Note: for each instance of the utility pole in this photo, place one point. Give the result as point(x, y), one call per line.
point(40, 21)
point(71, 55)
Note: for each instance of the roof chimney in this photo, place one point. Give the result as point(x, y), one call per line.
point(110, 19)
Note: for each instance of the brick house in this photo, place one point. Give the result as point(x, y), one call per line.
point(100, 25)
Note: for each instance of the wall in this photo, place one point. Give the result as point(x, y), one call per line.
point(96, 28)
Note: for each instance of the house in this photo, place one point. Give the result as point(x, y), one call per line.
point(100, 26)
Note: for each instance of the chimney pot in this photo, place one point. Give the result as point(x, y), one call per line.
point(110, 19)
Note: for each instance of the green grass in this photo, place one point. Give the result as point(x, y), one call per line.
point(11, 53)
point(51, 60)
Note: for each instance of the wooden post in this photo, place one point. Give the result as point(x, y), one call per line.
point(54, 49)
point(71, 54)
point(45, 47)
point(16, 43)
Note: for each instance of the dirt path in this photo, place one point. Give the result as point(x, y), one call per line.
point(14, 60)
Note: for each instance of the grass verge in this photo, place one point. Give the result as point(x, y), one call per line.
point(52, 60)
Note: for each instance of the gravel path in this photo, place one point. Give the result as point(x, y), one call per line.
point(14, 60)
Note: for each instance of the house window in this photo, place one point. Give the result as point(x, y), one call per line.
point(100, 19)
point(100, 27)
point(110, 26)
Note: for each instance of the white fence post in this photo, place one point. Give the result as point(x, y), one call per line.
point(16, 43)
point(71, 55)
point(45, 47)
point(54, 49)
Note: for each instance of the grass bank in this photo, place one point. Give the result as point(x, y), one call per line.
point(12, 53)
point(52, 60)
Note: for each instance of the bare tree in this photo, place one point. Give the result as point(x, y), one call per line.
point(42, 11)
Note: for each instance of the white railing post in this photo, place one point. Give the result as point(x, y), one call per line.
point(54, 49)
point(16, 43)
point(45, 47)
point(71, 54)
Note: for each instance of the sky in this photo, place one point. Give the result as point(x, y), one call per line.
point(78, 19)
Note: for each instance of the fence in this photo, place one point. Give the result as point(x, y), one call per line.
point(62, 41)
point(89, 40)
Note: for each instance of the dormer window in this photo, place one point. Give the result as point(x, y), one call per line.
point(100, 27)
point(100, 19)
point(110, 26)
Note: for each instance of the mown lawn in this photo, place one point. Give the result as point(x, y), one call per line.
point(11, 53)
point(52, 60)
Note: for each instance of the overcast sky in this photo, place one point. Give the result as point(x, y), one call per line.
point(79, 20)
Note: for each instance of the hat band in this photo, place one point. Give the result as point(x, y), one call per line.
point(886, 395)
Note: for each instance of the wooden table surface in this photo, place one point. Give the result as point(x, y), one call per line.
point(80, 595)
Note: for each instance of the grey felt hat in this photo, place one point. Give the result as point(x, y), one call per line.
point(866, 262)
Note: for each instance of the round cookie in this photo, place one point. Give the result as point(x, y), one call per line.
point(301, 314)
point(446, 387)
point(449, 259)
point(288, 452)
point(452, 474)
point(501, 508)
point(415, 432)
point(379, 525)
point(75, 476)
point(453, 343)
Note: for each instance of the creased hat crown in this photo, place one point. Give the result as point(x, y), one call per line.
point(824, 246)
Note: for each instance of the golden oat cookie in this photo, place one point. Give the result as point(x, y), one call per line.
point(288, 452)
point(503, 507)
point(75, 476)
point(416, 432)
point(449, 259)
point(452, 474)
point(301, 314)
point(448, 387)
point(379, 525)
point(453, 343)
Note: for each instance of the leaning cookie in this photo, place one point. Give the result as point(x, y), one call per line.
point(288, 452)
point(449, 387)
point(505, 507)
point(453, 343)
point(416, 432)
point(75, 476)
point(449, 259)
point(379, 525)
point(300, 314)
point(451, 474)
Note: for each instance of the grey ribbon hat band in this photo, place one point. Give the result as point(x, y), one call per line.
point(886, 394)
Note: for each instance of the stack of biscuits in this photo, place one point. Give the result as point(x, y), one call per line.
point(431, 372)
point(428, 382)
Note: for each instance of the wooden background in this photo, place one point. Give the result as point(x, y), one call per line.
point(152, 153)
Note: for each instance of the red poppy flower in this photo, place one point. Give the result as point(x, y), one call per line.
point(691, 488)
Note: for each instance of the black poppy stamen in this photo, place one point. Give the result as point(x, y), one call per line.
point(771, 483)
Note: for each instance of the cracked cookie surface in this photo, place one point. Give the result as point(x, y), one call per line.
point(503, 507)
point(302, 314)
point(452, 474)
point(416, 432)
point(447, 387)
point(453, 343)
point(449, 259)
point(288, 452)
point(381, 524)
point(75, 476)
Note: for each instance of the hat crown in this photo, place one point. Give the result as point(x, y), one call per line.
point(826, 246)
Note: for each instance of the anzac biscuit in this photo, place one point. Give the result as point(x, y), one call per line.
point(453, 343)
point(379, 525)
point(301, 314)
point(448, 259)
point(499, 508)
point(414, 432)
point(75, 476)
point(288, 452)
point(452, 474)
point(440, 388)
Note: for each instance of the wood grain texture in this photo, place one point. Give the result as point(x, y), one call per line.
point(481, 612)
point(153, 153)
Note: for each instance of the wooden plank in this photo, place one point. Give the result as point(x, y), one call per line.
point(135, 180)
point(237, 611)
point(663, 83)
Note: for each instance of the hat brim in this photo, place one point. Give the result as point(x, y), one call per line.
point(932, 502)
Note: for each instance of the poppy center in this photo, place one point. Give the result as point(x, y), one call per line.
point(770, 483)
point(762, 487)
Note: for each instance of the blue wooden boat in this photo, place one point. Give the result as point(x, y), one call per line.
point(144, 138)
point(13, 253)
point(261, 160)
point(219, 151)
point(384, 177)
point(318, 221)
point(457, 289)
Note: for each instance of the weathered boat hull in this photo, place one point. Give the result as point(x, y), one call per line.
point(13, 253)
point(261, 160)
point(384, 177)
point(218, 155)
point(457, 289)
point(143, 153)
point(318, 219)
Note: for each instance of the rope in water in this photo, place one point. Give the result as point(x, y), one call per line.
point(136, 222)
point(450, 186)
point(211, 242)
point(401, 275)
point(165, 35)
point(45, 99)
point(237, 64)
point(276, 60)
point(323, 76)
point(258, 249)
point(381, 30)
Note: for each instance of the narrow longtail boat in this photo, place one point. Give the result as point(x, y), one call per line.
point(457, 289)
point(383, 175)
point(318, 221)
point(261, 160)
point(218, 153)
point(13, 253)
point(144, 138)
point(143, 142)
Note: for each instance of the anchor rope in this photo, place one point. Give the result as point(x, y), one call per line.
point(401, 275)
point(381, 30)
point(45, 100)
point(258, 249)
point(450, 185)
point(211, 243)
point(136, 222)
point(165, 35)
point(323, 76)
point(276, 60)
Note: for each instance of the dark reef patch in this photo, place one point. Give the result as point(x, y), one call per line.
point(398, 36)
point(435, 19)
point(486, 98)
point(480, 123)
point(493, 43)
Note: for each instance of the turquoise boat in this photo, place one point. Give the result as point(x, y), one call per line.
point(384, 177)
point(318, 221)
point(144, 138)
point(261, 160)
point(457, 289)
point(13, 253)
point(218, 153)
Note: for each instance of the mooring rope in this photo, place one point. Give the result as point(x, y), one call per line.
================================
## Assignment
The listing above is to be transcribed exactly. Include every line.

## Answer to this exercise
Note: for each instance of the utility pole in this photo, place one point. Give the result as point(x, y), one call per line.
point(40, 21)
point(71, 55)
Note: for each instance of the roof chimney in this photo, place one point. Give the result as point(x, y), one call per line.
point(110, 19)
Note: for each instance of the brick house in this photo, place one point. Give the result as point(x, y), one call per line.
point(100, 25)
Note: for each instance of the wall in this photo, place one point. Give the result as point(x, y), one call per line.
point(96, 28)
Note: for each instance of the house in this photo, place one point. Give the result as point(x, y), one call per line.
point(100, 26)
Note: for each instance of the chimney pot in this photo, place one point. Give the result as point(x, y), one call per line.
point(110, 19)
Note: for each instance of the green grass in this photo, place one point. Give the result as point(x, y), one call per line.
point(11, 53)
point(51, 60)
Note: for each instance of the wooden post in this photo, place one point. Give the result as point(x, y), one call per line.
point(54, 49)
point(71, 54)
point(45, 47)
point(16, 43)
Note: for each instance of the dirt path in this photo, place one point. Give the result as point(x, y), one call per line.
point(14, 60)
Note: for each instance of the grass verge in this photo, place one point. Give the result as point(x, y), one call per line.
point(52, 60)
Note: for each instance of the gravel path in this photo, place one point. Give the result as point(x, y), one call per line.
point(14, 60)
Note: for each instance of the house window in this photo, place one point. Give the result as point(x, y), one call per line.
point(100, 19)
point(100, 27)
point(110, 26)
Note: for each instance of the white fence post in this photo, place one point. Give the result as point(x, y), one call per line.
point(16, 43)
point(71, 55)
point(45, 47)
point(54, 49)
Note: for each instance of the grass bank in this photo, place one point. Give the result as point(x, y), one call per line.
point(12, 53)
point(52, 60)
Note: for each instance of the bare tree in this photo, place one point. Give the result as point(x, y), one call per line.
point(42, 11)
Note: for each instance of the white railing post in this photo, place one point. Give the result as point(x, y), one call per line.
point(54, 49)
point(16, 43)
point(45, 47)
point(71, 54)
Note: for each instance of the sky in this photo, place one point. Give the result as point(x, y), one call per line.
point(78, 19)
Note: for each instance of the fence in this photo, place one point. Give the result as point(x, y), one call per line.
point(62, 41)
point(89, 40)
Note: for each instance of the dormer window in this photo, place one point. Give the result as point(x, y), one call per line.
point(100, 27)
point(100, 19)
point(110, 26)
Note: for each instance of the mown lawn in this photo, place one point. Give the result as point(x, y), one call per line.
point(11, 53)
point(52, 60)
Note: for each instance of the overcast sky in this photo, place one point. Give the result as point(x, y), one call per line.
point(79, 20)
Note: for each instance of the hat band in this photo, place one point. Give the result as point(x, y), one call per line.
point(886, 395)
Note: for each instance of the wooden table surface in this photo, place one point. Give the result as point(x, y), one call per line.
point(80, 595)
Note: for each instance of the grey felt hat in this photo, place one point. Give the result as point(x, y), one call per line.
point(866, 262)
Note: for each instance of the round cookie in this photo, place one point. Give the result as point(x, y), one call per line.
point(301, 314)
point(446, 387)
point(449, 259)
point(288, 452)
point(452, 474)
point(501, 508)
point(415, 432)
point(379, 525)
point(75, 476)
point(453, 343)
Note: for each instance of the creased hat crown in this photo, place one point. Give the result as point(x, y), one call per line.
point(824, 246)
Note: for each instance of the golden oat cookie in this photo, place one point. Give the result as point(x, y), one call per line.
point(288, 452)
point(503, 507)
point(75, 476)
point(416, 432)
point(449, 259)
point(452, 474)
point(301, 314)
point(448, 387)
point(379, 525)
point(453, 343)
Note: for each instance of the leaning cookie in this photo, place one point. Give the result as point(x, y), one call per line.
point(288, 452)
point(449, 387)
point(505, 507)
point(453, 343)
point(416, 432)
point(75, 476)
point(449, 259)
point(379, 525)
point(300, 314)
point(451, 474)
Note: for each instance of the grey ribbon hat band in this photo, place one point. Give the result as point(x, y), one call per line.
point(886, 394)
Note: for each instance of the stack of biscuits in this photo, place one point. Give the result as point(x, y), one call per line.
point(431, 372)
point(428, 382)
Note: for each instance of the wooden background in this photo, place one point. Give the result as point(x, y), one call per line.
point(152, 153)
Note: for each instance of the red poppy flower in this photo, place one point. Give the result as point(x, y), one call per line.
point(691, 488)
Note: for each instance of the black poppy stamen in this photo, place one point. Give the result as point(x, y), one call per line.
point(771, 483)
Note: for each instance of the cracked cookie surface in this photo, place one point. Give the result as point(x, y), one call per line.
point(503, 507)
point(302, 314)
point(452, 474)
point(416, 432)
point(447, 387)
point(453, 343)
point(449, 259)
point(288, 452)
point(381, 524)
point(75, 476)
Note: for each instance of the hat crown in this photo, place one point. Give the result as point(x, y), one call per line.
point(826, 246)
Note: for each instance of the anzac biscuit in this photo, place one point. Give the result as point(x, y), one call per line.
point(453, 343)
point(379, 525)
point(301, 314)
point(448, 259)
point(499, 508)
point(414, 432)
point(75, 476)
point(288, 452)
point(452, 474)
point(440, 388)
Note: for each instance of the wood grain texture in this photo, place one point. Give the result as point(x, y), one call per line.
point(481, 612)
point(153, 153)
Note: for each instance of the wooden plank in this photo, place one point. Give the result as point(x, y), one call per line.
point(135, 180)
point(237, 611)
point(663, 83)
Note: for each instance of the hat brim in this photo, place one point. Give the result as point(x, y), one call per line.
point(932, 502)
Note: for each instance of the poppy center in this photo, place one point. Give the result as point(x, y), one call per line.
point(770, 483)
point(762, 487)
Note: for each instance of the blue wooden boat in this photo, place one point. Give the result as point(x, y), one call per line.
point(144, 138)
point(13, 253)
point(261, 160)
point(219, 151)
point(384, 177)
point(318, 221)
point(457, 289)
Note: for each instance of the weathered boat hull in this photo, place one point. Give the result as point(x, y), one call per line.
point(13, 253)
point(261, 160)
point(384, 177)
point(218, 155)
point(457, 289)
point(143, 153)
point(318, 219)
Note: for each instance of the rope in water in this photo, place one point. Give the result as point(x, y), one call per line.
point(136, 222)
point(450, 186)
point(211, 242)
point(401, 275)
point(165, 35)
point(45, 99)
point(237, 64)
point(276, 60)
point(323, 76)
point(258, 249)
point(381, 30)
Note: for each instance of the narrow longtail boat in this photo, place one point. Give the result as point(x, y), one call per line.
point(457, 289)
point(383, 175)
point(318, 221)
point(261, 160)
point(218, 153)
point(13, 253)
point(144, 138)
point(143, 142)
Note: for each instance of the anchor rope in this photo, place one point. Give the result as point(x, y), one call per line.
point(401, 275)
point(381, 30)
point(45, 100)
point(258, 249)
point(450, 185)
point(211, 243)
point(136, 222)
point(165, 35)
point(323, 76)
point(276, 60)
Note: for each instance of the dark reef patch in this photo, place one point. Give the result as point(x, y), one call per line.
point(398, 36)
point(435, 19)
point(486, 98)
point(480, 123)
point(493, 43)
Note: for each instance of the turquoise boat in this photo, place one point. Give the result as point(x, y), one call per line.
point(384, 177)
point(318, 221)
point(144, 138)
point(261, 160)
point(457, 289)
point(13, 253)
point(218, 153)
Note: for each instance of the mooring rope in this photo, place one point. Give the result as point(x, y), one call per line.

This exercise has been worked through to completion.